Source data
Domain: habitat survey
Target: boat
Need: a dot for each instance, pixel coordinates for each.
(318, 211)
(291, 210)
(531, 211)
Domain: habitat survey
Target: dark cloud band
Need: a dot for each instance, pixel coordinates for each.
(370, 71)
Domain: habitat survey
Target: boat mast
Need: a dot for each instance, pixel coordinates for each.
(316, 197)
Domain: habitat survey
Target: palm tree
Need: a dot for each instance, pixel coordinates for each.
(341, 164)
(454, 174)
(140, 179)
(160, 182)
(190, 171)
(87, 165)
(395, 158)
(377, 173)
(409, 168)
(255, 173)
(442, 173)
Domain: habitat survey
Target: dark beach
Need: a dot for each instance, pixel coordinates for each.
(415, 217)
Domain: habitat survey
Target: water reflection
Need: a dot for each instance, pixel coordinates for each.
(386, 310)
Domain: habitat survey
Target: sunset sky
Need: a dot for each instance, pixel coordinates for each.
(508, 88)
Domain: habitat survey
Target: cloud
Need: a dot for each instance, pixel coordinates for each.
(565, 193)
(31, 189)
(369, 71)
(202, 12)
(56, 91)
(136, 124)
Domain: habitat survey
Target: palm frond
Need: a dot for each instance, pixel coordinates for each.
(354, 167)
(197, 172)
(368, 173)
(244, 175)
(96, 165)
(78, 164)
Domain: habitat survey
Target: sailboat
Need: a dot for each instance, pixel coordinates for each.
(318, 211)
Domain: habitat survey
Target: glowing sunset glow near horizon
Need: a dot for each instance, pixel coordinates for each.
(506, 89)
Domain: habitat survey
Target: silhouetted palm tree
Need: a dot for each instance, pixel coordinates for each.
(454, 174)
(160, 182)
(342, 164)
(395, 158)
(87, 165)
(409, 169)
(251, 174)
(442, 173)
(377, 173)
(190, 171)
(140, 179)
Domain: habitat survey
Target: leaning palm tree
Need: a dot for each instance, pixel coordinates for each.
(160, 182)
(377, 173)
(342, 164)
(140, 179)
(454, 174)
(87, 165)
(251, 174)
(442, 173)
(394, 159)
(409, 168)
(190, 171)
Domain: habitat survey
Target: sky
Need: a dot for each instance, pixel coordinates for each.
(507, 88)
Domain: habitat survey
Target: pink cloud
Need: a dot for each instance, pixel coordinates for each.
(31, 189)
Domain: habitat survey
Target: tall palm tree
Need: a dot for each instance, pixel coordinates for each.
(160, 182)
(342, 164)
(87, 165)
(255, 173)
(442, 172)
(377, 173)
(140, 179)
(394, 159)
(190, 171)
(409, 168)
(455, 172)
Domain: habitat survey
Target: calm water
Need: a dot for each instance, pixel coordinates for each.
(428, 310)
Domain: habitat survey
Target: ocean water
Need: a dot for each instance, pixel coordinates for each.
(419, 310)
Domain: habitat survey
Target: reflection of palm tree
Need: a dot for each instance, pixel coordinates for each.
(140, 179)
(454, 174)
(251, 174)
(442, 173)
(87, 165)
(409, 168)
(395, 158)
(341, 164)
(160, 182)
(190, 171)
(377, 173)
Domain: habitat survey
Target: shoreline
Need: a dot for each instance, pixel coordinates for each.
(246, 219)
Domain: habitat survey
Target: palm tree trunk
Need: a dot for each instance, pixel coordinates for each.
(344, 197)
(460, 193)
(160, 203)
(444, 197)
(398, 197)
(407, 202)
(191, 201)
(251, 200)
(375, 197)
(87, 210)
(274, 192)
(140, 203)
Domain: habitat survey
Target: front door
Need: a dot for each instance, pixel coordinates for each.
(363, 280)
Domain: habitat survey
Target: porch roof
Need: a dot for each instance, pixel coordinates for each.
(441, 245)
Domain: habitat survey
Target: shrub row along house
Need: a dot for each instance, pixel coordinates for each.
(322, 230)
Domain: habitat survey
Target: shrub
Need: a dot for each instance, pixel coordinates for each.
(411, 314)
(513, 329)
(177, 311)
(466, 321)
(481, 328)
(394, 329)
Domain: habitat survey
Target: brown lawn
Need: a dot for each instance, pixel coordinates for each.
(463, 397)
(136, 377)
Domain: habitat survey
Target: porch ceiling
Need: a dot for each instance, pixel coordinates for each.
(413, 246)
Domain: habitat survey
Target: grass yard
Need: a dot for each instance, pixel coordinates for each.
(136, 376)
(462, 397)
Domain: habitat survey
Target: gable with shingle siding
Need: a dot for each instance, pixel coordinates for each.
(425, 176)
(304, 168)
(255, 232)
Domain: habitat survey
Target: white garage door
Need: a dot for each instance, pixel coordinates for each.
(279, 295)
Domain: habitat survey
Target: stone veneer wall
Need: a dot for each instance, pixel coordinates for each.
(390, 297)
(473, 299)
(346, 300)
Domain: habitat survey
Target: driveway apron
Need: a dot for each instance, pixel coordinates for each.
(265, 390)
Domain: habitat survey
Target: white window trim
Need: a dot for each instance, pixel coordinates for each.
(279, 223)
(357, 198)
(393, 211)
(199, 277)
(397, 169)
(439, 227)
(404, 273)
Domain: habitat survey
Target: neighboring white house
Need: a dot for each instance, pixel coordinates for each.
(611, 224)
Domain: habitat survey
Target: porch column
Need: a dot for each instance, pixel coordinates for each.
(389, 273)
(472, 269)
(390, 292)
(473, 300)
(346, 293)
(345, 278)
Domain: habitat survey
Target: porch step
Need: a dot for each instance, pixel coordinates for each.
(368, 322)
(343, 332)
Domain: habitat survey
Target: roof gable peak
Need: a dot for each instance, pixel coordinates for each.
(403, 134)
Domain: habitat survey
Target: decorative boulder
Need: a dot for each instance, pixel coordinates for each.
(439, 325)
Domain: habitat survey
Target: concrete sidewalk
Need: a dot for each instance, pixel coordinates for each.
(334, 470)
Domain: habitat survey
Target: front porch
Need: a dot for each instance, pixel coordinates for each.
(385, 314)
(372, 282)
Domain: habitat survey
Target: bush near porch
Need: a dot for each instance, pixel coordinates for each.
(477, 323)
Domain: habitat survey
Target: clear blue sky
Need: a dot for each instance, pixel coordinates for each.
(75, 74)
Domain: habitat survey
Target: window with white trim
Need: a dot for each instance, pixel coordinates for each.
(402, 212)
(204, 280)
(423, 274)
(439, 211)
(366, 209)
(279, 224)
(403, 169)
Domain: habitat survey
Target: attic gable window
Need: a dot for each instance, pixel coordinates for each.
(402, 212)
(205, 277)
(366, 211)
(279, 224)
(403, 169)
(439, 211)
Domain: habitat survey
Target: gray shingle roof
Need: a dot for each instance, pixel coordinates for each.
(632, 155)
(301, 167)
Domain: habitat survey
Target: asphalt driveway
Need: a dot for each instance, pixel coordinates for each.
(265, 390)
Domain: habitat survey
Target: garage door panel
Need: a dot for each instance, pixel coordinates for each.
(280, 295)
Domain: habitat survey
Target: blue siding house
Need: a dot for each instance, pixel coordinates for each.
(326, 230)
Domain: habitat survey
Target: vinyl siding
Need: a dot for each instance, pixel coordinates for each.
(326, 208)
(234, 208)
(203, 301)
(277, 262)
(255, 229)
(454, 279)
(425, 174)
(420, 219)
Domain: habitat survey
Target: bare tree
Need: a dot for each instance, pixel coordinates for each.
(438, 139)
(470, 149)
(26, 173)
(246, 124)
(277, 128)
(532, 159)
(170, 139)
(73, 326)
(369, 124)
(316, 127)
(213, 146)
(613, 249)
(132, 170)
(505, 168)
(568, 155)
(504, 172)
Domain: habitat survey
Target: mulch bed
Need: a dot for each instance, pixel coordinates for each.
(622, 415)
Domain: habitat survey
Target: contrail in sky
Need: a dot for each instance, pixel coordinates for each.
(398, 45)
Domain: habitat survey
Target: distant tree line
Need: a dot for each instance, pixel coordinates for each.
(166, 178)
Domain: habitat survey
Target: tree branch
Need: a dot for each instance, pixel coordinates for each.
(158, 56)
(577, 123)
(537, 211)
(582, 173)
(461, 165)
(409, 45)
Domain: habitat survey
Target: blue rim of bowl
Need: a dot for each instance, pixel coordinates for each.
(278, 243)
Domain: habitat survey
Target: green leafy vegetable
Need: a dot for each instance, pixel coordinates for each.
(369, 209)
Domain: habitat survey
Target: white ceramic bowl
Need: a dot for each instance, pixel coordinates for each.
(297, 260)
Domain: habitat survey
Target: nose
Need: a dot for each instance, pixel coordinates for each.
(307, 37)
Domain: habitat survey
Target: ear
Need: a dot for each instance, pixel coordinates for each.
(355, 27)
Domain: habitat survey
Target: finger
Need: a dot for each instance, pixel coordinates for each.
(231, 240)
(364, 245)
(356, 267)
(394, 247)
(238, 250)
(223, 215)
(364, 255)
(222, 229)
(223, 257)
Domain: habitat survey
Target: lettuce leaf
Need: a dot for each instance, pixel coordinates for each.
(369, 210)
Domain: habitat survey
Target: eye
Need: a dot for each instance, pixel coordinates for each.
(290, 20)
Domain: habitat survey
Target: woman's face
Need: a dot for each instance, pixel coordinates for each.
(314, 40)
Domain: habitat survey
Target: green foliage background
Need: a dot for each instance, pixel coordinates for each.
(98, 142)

### WHAT YOU NEED TO DO
Collect every line of the material above that contains the string "siding". Case matters.

### RESPONSE TO THIS EXERCISE
Target: gable with shingle siding
Target: blue siding house
Target: vinyl siding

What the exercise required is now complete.